# Extracted records
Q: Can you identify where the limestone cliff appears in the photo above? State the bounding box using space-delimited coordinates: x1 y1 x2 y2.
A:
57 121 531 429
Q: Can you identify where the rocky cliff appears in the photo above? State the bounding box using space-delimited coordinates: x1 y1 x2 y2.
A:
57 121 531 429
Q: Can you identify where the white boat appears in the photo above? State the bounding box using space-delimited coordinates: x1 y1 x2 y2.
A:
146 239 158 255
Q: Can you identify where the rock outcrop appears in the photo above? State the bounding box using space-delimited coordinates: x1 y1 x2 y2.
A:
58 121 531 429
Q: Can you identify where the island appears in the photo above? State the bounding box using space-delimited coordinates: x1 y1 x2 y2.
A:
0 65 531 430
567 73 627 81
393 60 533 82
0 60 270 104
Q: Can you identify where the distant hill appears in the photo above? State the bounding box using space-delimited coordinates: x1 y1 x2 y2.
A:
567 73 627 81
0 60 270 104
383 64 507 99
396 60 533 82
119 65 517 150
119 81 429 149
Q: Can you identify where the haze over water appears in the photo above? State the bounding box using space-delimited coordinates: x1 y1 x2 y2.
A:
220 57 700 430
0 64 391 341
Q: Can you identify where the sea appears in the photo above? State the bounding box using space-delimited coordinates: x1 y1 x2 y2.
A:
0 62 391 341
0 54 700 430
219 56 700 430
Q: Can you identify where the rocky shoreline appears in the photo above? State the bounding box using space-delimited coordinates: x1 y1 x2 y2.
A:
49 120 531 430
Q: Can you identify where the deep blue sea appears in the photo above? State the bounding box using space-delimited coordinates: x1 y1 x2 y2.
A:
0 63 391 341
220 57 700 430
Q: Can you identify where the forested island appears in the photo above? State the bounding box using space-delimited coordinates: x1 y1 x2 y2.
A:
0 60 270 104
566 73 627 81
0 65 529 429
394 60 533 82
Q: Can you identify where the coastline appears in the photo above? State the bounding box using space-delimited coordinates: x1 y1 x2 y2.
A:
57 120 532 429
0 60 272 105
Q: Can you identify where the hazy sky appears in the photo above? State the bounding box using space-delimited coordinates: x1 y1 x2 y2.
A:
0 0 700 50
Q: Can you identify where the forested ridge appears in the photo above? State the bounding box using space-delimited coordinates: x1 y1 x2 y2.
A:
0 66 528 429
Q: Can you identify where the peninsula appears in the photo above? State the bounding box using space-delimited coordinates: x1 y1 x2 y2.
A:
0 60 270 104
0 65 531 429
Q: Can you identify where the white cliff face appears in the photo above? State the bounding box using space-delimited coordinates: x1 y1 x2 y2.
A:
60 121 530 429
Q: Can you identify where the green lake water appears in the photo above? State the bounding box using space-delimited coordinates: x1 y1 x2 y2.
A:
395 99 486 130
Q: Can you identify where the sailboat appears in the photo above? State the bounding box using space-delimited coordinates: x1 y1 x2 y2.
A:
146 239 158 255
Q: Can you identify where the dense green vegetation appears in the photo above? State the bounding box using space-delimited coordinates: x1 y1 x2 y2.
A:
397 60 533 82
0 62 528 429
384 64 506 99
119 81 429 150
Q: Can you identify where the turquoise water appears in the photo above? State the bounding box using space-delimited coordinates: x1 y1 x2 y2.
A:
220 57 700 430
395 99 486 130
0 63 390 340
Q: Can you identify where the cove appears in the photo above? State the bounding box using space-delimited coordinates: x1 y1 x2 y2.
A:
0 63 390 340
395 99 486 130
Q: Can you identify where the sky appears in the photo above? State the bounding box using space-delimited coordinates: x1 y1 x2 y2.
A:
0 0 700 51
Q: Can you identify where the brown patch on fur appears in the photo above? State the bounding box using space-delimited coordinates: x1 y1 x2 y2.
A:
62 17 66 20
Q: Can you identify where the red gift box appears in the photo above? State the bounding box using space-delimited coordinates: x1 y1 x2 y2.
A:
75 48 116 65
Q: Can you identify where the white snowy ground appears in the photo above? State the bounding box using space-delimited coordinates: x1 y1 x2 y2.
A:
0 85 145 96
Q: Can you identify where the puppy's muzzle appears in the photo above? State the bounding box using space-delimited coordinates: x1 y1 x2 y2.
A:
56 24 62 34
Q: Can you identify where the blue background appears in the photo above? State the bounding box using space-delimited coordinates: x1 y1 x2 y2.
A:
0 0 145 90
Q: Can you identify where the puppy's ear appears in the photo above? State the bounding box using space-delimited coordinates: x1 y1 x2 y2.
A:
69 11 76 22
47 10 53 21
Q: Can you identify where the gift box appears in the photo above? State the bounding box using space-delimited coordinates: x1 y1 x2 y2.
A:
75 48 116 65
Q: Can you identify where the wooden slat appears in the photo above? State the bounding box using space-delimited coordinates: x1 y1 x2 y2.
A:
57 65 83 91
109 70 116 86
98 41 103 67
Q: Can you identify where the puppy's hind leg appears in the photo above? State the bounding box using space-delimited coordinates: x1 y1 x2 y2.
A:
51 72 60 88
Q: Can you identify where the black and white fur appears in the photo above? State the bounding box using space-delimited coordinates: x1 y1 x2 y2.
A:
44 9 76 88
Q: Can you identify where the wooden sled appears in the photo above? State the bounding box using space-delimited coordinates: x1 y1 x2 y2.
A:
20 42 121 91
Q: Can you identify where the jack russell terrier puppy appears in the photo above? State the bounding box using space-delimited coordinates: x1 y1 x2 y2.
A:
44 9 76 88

# GIVEN TASK
Duplicate the data lines from the one containing "Q: Can you identify where the gift" through the one containing "98 41 103 67", inclusive.

# TASK ANSWER
Q: Can you identify where the gift box appears in the photo above? State the bounding box using space-delimited coordinates: x1 y1 x2 y2.
A:
75 48 116 65
Q: Can you identify where the wooden slat appears in the photo above? State the bounding box using space-delimited coordinates: x1 y1 x2 y2.
A:
57 65 83 91
109 70 116 86
98 41 103 67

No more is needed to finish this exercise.